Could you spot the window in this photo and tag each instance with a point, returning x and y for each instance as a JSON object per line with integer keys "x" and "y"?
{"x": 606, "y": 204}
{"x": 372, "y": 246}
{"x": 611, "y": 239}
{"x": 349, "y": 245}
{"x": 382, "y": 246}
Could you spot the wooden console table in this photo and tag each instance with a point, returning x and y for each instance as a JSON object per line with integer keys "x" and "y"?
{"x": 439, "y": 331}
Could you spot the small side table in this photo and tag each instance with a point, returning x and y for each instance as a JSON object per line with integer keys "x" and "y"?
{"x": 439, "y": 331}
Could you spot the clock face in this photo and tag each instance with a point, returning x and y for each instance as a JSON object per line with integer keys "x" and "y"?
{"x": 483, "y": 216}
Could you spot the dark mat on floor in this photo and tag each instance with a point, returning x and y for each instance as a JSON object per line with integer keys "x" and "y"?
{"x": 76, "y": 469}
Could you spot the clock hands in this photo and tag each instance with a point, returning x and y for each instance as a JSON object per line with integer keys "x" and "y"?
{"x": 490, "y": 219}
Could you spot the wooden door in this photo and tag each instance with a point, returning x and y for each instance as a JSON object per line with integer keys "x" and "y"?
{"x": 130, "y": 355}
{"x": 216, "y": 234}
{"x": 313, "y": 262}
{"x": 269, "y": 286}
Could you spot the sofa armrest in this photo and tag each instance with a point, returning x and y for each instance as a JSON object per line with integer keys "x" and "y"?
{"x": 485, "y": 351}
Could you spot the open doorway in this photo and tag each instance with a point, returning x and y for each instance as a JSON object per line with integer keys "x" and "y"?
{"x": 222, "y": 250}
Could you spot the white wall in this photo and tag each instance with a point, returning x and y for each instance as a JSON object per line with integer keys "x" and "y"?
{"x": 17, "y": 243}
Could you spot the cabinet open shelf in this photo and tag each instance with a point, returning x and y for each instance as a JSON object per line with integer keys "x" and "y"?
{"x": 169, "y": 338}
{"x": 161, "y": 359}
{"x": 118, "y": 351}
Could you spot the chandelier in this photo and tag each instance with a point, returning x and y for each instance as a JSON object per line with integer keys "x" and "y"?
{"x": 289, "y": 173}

= Exercise brief =
What is needed is an exact copy of every record above.

= Solution to this task =
Could you spot the window in this photo and tag each instance with a point, returning x and y for each instance as a JSON object per line with integer keys "x" and "y"?
{"x": 606, "y": 204}
{"x": 372, "y": 246}
{"x": 611, "y": 239}
{"x": 349, "y": 245}
{"x": 382, "y": 246}
Could you spot the wooden console table in this photo and tag each instance with a point, returning x and y for each instance as a JSON object per line with integer keys "x" and "y"?
{"x": 439, "y": 331}
Could you spot the small side table in this photo and tag each instance with a point, returning x and y for each instance as a JSON object per line with integer keys "x" and "y"?
{"x": 439, "y": 331}
Could you spot the clock face in this photo and tag each instance with a point, returning x and y for each instance as a JSON object per line with integer keys "x" and "y"?
{"x": 483, "y": 216}
Could you spot the dark mat on floor in this photo and tag each instance with a point, returning x and y for each instance as a JSON object per line with integer keys "x" and "y"?
{"x": 76, "y": 469}
Could you spot the clock hands in this photo and tag each instance with a point, returning x and y for each instance as a JSON object per line with integer keys "x" and "y"?
{"x": 490, "y": 219}
Could you spot the wooden door in this photo and tag each instance with a point, returning x and y for each instance as a JSON object per line with integer keys "x" and "y"?
{"x": 130, "y": 355}
{"x": 216, "y": 234}
{"x": 313, "y": 262}
{"x": 269, "y": 286}
Could you spot the sofa armrest in this photo and tag each instance with a point, returning x and y for each instance as a JSON object per line with integer keys "x" and "y"?
{"x": 485, "y": 351}
Could you spot the open doorway in this photo and tag each instance with a point, returning x and y for each instance as a JSON object per line with integer keys "x" and "y"?
{"x": 222, "y": 250}
Could you spot the white wall in this photo and tag each instance with a point, returning x and y for each instance as a JSON object per line with integer keys "x" and "y"?
{"x": 17, "y": 243}
Could you spot the cabinet open shelf in this photo and tag each instance with a point, returning x and y for each instance as a JSON object per line with integer keys "x" and "y"?
{"x": 169, "y": 338}
{"x": 161, "y": 359}
{"x": 118, "y": 351}
Could you spot the chandelier in this photo and tag each instance with a point, returning x and y for each instance as a JSON object per line with integer keys "x" and "y"?
{"x": 289, "y": 173}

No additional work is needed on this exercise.